**Source text**
----------

My husband and I are getting excited thinking about adding another child to our brood. Call us crazy, but we are looking forward to adding a little more chaos into our already busy lives. I love almost everything about having kids. I love baby making and unruly baby kicks. I love the maternity clothes, eating whatever the heck I want and shopping for adorable baby items. I can even somewhat handle the thought of going through child birth again.
Surprisingly, the worst part of my pregnancy wasn’t chasing after my toddler, having frequent braxton hicks or simultaneously house training our puppy.
It was being a pregnant nurse.
Stay with me here, as I’m sure many of you – and probably not just nurses – will be able to relate to these reasons why every pregnant nurse deserves a medal.

----------

**Data**
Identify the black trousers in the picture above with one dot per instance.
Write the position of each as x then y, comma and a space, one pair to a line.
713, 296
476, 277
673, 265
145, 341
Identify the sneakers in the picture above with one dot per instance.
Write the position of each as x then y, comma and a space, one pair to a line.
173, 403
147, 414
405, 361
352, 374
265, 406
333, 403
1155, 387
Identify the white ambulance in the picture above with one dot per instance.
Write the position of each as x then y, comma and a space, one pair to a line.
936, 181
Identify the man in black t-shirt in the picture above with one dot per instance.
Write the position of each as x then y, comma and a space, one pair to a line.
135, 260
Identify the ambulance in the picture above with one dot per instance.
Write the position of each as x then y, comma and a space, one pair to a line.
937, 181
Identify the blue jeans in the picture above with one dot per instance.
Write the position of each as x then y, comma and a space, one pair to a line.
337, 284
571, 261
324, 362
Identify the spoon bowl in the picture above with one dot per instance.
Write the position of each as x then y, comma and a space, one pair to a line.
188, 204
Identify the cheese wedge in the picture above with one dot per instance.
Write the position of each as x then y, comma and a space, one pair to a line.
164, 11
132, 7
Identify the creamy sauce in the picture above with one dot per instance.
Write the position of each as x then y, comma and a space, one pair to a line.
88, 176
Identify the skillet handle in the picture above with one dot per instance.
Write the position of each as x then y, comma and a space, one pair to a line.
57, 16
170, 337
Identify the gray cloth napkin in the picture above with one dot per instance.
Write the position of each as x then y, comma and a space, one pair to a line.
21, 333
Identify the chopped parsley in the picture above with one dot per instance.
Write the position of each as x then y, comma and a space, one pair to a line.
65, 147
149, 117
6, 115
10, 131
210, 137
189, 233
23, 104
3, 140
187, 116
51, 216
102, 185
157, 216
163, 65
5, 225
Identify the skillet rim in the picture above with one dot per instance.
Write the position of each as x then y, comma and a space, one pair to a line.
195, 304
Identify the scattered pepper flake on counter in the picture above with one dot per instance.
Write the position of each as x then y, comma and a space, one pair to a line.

----------

**Problems and tasks**
- 1) From the text on being a pregnant nurse, write out the passage starting at "My husband and" and ending at "deserves a medal.".
- 2) Decide whether each statement agrees with the text on being a pregnant nurse. Answer yes or no, and quote the words from the text that settle it.
(a) The writer names chasing after a toddler as the worst part of the pregnancy.
(b) The writer and her husband are excited about having another child.
(c) The writer says the thought of going through childbirth again is more than she can handle.
- 3) Carry the text on being a pregnant nurse forward from its final sentence.
The rows aren't needed for anything here.

**Results of the exercise**
- 1)
My husband and I are getting excited thinking about adding another child to our brood. Call us crazy, but we are looking forward to adding a little more chaos into our already busy lives. I love almost everything about having kids. I love baby making and unruly baby kicks. I love the maternity clothes, eating whatever the heck I want and shopping for adorable baby items. I can even somewhat handle the thought of going through child birth again.
Surprisingly, the worst part of my pregnancy wasn’t chasing after my toddler, having frequent braxton hicks or simultaneously house training our puppy.
It was being a pregnant nurse.
Stay with me here, as I’m sure many of you – and probably not just nurses – will be able to relate to these reasons why every pregnant nurse deserves a medal.

- 2)
(a) No: "the worst part of my pregnancy wasn’t chasing after my toddler"
(b) Yes: "My husband and I are getting excited thinking about adding another child to our brood."
(c) No: "I can even somewhat handle the thought of going through child birth again."

- 3)
The Big, Bad Truth About Being A Pregnant Nurse
1. Bursting Bladders
As a pregnant nurse, you don’t get to just stop assisting with ventilating a patient just because your poor bladder may or may not explode. No matter what area of nursing you work in, your patients needs will often come before your own, whether you are pregnant or not! That is why I always use the facilities when they are readily available. You just never know when you will be able to go again!
2. Tiny Bathrooms
Even though you won’t be able to pee whenever the mood strikes, you will still be making regular trips to the bathroom while assisting your patients – that toilet always taunting and reminding you that that you need to go yourself. Picture this: An obese, elderly woman, a walker, an IV pole and an eight month pregnant nurse crammed into a 4×4 room. Imagine said nurse trying to perform hygiene care in said tiny room. Needless to say, that moment is not the highlight of that nurse’s day!
3. Terrible, Awful Smells
I think nurses win hands-down for the worst smelling job out there. It’s not even like there’s just one smell to worry about, either. Whether they are emptying an ostomy bag, performing wound care on a stage 4 pressure ulcer or serving the hospital food, nauseous pregnant nurses everywhere are trying to keep it together.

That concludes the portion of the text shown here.